** START DATA RECORDS **

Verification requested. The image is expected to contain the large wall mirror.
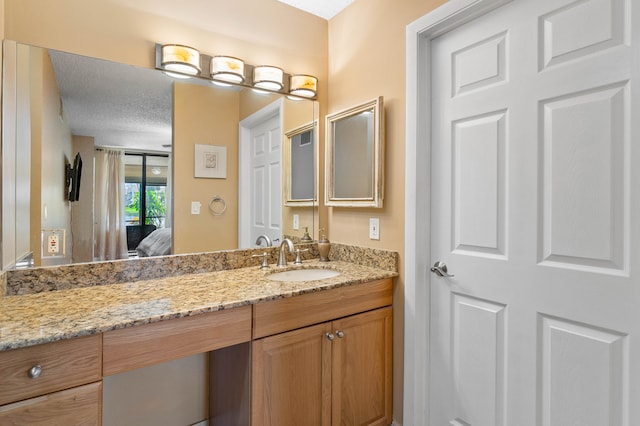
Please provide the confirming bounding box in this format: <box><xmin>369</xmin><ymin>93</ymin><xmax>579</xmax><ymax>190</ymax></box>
<box><xmin>325</xmin><ymin>97</ymin><xmax>384</xmax><ymax>207</ymax></box>
<box><xmin>2</xmin><ymin>41</ymin><xmax>319</xmax><ymax>269</ymax></box>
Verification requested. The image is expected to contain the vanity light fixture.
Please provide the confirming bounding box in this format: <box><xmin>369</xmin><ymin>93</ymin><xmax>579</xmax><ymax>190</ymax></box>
<box><xmin>253</xmin><ymin>65</ymin><xmax>284</xmax><ymax>92</ymax></box>
<box><xmin>161</xmin><ymin>44</ymin><xmax>200</xmax><ymax>78</ymax></box>
<box><xmin>211</xmin><ymin>56</ymin><xmax>244</xmax><ymax>84</ymax></box>
<box><xmin>289</xmin><ymin>74</ymin><xmax>318</xmax><ymax>98</ymax></box>
<box><xmin>155</xmin><ymin>43</ymin><xmax>318</xmax><ymax>100</ymax></box>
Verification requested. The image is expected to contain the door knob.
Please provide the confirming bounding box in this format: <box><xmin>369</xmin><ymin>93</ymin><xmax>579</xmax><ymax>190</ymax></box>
<box><xmin>431</xmin><ymin>261</ymin><xmax>455</xmax><ymax>278</ymax></box>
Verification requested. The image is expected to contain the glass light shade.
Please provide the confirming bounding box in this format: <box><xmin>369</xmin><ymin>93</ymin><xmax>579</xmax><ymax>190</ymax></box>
<box><xmin>162</xmin><ymin>44</ymin><xmax>200</xmax><ymax>75</ymax></box>
<box><xmin>289</xmin><ymin>74</ymin><xmax>318</xmax><ymax>98</ymax></box>
<box><xmin>253</xmin><ymin>65</ymin><xmax>284</xmax><ymax>91</ymax></box>
<box><xmin>211</xmin><ymin>56</ymin><xmax>244</xmax><ymax>83</ymax></box>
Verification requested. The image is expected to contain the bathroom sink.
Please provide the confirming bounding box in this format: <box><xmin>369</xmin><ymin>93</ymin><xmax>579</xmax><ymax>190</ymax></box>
<box><xmin>267</xmin><ymin>269</ymin><xmax>340</xmax><ymax>281</ymax></box>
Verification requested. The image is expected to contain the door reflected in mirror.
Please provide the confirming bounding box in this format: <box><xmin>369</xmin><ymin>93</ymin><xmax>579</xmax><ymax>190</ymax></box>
<box><xmin>325</xmin><ymin>96</ymin><xmax>384</xmax><ymax>207</ymax></box>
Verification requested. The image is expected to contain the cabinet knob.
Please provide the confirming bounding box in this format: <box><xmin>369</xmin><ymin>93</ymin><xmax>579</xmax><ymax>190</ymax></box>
<box><xmin>29</xmin><ymin>364</ymin><xmax>42</xmax><ymax>379</ymax></box>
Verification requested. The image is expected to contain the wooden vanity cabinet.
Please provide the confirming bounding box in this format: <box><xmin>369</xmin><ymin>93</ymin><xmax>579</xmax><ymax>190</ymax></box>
<box><xmin>0</xmin><ymin>335</ymin><xmax>102</xmax><ymax>425</ymax></box>
<box><xmin>251</xmin><ymin>280</ymin><xmax>392</xmax><ymax>426</ymax></box>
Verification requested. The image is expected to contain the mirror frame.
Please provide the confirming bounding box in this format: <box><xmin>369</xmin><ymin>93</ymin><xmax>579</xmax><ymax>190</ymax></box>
<box><xmin>324</xmin><ymin>96</ymin><xmax>385</xmax><ymax>208</ymax></box>
<box><xmin>283</xmin><ymin>120</ymin><xmax>320</xmax><ymax>207</ymax></box>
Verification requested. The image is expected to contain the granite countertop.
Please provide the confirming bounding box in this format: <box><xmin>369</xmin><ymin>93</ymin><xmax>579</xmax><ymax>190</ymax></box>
<box><xmin>0</xmin><ymin>260</ymin><xmax>398</xmax><ymax>351</ymax></box>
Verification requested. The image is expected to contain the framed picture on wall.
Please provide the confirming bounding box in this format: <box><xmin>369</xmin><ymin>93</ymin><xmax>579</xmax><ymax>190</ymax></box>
<box><xmin>194</xmin><ymin>145</ymin><xmax>227</xmax><ymax>179</ymax></box>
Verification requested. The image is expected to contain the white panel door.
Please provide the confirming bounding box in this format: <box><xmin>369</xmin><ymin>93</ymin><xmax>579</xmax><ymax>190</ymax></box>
<box><xmin>429</xmin><ymin>0</ymin><xmax>640</xmax><ymax>426</ymax></box>
<box><xmin>250</xmin><ymin>116</ymin><xmax>282</xmax><ymax>243</ymax></box>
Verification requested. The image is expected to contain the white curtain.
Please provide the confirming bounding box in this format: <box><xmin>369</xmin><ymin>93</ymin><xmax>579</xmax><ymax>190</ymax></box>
<box><xmin>94</xmin><ymin>149</ymin><xmax>127</xmax><ymax>260</ymax></box>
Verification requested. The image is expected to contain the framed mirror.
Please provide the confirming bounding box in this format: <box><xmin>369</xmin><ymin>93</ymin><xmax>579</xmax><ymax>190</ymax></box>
<box><xmin>1</xmin><ymin>40</ymin><xmax>319</xmax><ymax>269</ymax></box>
<box><xmin>284</xmin><ymin>122</ymin><xmax>318</xmax><ymax>207</ymax></box>
<box><xmin>325</xmin><ymin>96</ymin><xmax>384</xmax><ymax>208</ymax></box>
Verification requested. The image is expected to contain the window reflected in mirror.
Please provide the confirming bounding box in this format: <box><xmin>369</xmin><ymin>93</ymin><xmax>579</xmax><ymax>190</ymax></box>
<box><xmin>285</xmin><ymin>123</ymin><xmax>318</xmax><ymax>206</ymax></box>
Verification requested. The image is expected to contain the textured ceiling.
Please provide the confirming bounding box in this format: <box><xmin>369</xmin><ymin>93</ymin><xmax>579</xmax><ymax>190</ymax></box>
<box><xmin>49</xmin><ymin>50</ymin><xmax>172</xmax><ymax>151</ymax></box>
<box><xmin>278</xmin><ymin>0</ymin><xmax>353</xmax><ymax>20</ymax></box>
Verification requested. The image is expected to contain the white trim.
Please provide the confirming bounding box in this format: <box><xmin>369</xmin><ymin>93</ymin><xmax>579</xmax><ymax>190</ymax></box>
<box><xmin>403</xmin><ymin>0</ymin><xmax>511</xmax><ymax>426</ymax></box>
<box><xmin>238</xmin><ymin>98</ymin><xmax>284</xmax><ymax>248</ymax></box>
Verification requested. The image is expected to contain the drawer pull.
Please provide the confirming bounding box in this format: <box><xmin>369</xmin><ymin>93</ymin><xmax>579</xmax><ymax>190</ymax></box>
<box><xmin>29</xmin><ymin>364</ymin><xmax>42</xmax><ymax>379</ymax></box>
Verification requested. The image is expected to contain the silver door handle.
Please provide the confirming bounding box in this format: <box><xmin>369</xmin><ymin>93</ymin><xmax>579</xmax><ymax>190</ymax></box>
<box><xmin>431</xmin><ymin>261</ymin><xmax>455</xmax><ymax>278</ymax></box>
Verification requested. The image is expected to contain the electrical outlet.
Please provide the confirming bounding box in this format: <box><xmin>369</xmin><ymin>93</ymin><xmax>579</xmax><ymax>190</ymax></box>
<box><xmin>41</xmin><ymin>229</ymin><xmax>66</xmax><ymax>257</ymax></box>
<box><xmin>369</xmin><ymin>217</ymin><xmax>380</xmax><ymax>240</ymax></box>
<box><xmin>191</xmin><ymin>201</ymin><xmax>202</xmax><ymax>214</ymax></box>
<box><xmin>47</xmin><ymin>234</ymin><xmax>60</xmax><ymax>254</ymax></box>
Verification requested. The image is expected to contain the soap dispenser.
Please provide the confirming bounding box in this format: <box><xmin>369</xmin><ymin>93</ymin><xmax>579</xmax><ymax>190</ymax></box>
<box><xmin>318</xmin><ymin>228</ymin><xmax>331</xmax><ymax>262</ymax></box>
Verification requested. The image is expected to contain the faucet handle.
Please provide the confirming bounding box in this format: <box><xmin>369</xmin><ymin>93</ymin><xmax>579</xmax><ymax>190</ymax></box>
<box><xmin>251</xmin><ymin>251</ymin><xmax>269</xmax><ymax>269</ymax></box>
<box><xmin>293</xmin><ymin>249</ymin><xmax>309</xmax><ymax>265</ymax></box>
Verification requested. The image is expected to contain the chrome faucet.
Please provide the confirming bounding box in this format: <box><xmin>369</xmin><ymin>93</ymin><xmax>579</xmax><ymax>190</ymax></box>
<box><xmin>256</xmin><ymin>235</ymin><xmax>273</xmax><ymax>247</ymax></box>
<box><xmin>278</xmin><ymin>238</ymin><xmax>295</xmax><ymax>266</ymax></box>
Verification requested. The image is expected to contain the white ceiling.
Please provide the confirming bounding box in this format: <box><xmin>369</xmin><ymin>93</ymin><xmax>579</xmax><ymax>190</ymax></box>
<box><xmin>278</xmin><ymin>0</ymin><xmax>353</xmax><ymax>20</ymax></box>
<box><xmin>49</xmin><ymin>50</ymin><xmax>172</xmax><ymax>151</ymax></box>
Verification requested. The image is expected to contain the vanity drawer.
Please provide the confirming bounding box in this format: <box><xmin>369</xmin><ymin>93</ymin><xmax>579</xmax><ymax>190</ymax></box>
<box><xmin>253</xmin><ymin>279</ymin><xmax>393</xmax><ymax>339</ymax></box>
<box><xmin>103</xmin><ymin>306</ymin><xmax>251</xmax><ymax>376</ymax></box>
<box><xmin>0</xmin><ymin>382</ymin><xmax>102</xmax><ymax>426</ymax></box>
<box><xmin>0</xmin><ymin>335</ymin><xmax>102</xmax><ymax>405</ymax></box>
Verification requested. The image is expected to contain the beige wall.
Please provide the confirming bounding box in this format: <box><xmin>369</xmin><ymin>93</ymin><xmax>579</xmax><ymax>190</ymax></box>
<box><xmin>173</xmin><ymin>83</ymin><xmax>240</xmax><ymax>254</ymax></box>
<box><xmin>29</xmin><ymin>49</ymin><xmax>73</xmax><ymax>266</ymax></box>
<box><xmin>327</xmin><ymin>0</ymin><xmax>446</xmax><ymax>422</ymax></box>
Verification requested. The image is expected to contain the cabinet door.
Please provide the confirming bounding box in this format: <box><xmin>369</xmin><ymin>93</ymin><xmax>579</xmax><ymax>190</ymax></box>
<box><xmin>251</xmin><ymin>323</ymin><xmax>331</xmax><ymax>426</ymax></box>
<box><xmin>0</xmin><ymin>382</ymin><xmax>102</xmax><ymax>426</ymax></box>
<box><xmin>332</xmin><ymin>307</ymin><xmax>392</xmax><ymax>426</ymax></box>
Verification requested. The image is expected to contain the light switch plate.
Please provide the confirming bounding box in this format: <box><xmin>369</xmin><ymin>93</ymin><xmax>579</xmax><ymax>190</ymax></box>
<box><xmin>191</xmin><ymin>201</ymin><xmax>202</xmax><ymax>214</ymax></box>
<box><xmin>369</xmin><ymin>217</ymin><xmax>380</xmax><ymax>240</ymax></box>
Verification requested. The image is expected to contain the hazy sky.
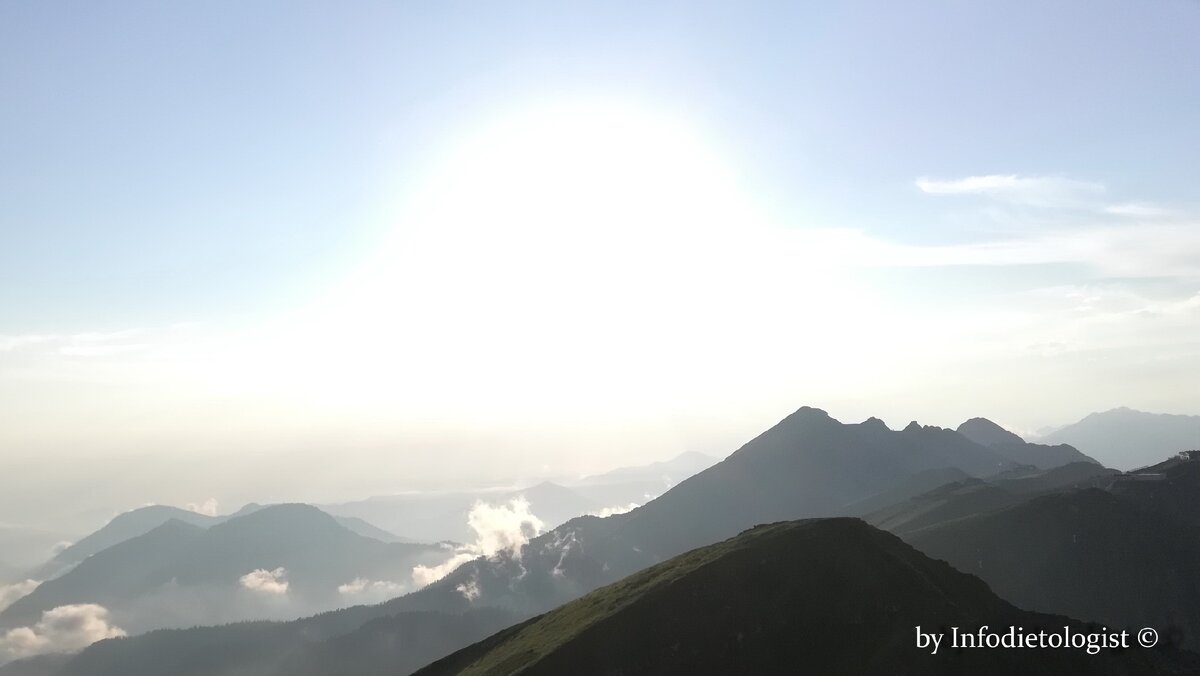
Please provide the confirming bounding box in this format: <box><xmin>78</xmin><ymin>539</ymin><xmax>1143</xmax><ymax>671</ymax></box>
<box><xmin>0</xmin><ymin>0</ymin><xmax>1200</xmax><ymax>516</ymax></box>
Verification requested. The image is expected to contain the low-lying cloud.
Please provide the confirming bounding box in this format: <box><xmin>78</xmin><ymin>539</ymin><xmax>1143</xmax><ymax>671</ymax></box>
<box><xmin>592</xmin><ymin>502</ymin><xmax>641</xmax><ymax>519</ymax></box>
<box><xmin>238</xmin><ymin>567</ymin><xmax>288</xmax><ymax>596</ymax></box>
<box><xmin>0</xmin><ymin>603</ymin><xmax>125</xmax><ymax>662</ymax></box>
<box><xmin>413</xmin><ymin>496</ymin><xmax>546</xmax><ymax>596</ymax></box>
<box><xmin>337</xmin><ymin>578</ymin><xmax>404</xmax><ymax>600</ymax></box>
<box><xmin>0</xmin><ymin>580</ymin><xmax>41</xmax><ymax>610</ymax></box>
<box><xmin>187</xmin><ymin>497</ymin><xmax>217</xmax><ymax>516</ymax></box>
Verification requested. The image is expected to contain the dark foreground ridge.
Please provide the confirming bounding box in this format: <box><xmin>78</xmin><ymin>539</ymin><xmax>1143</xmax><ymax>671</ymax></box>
<box><xmin>418</xmin><ymin>519</ymin><xmax>1200</xmax><ymax>676</ymax></box>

** END DATA RECORDS **

## AIM OF THE EXERCISE
Count the lines of the data above that contain the word "door". Give only the number.

## COMPLETED EXERCISE
5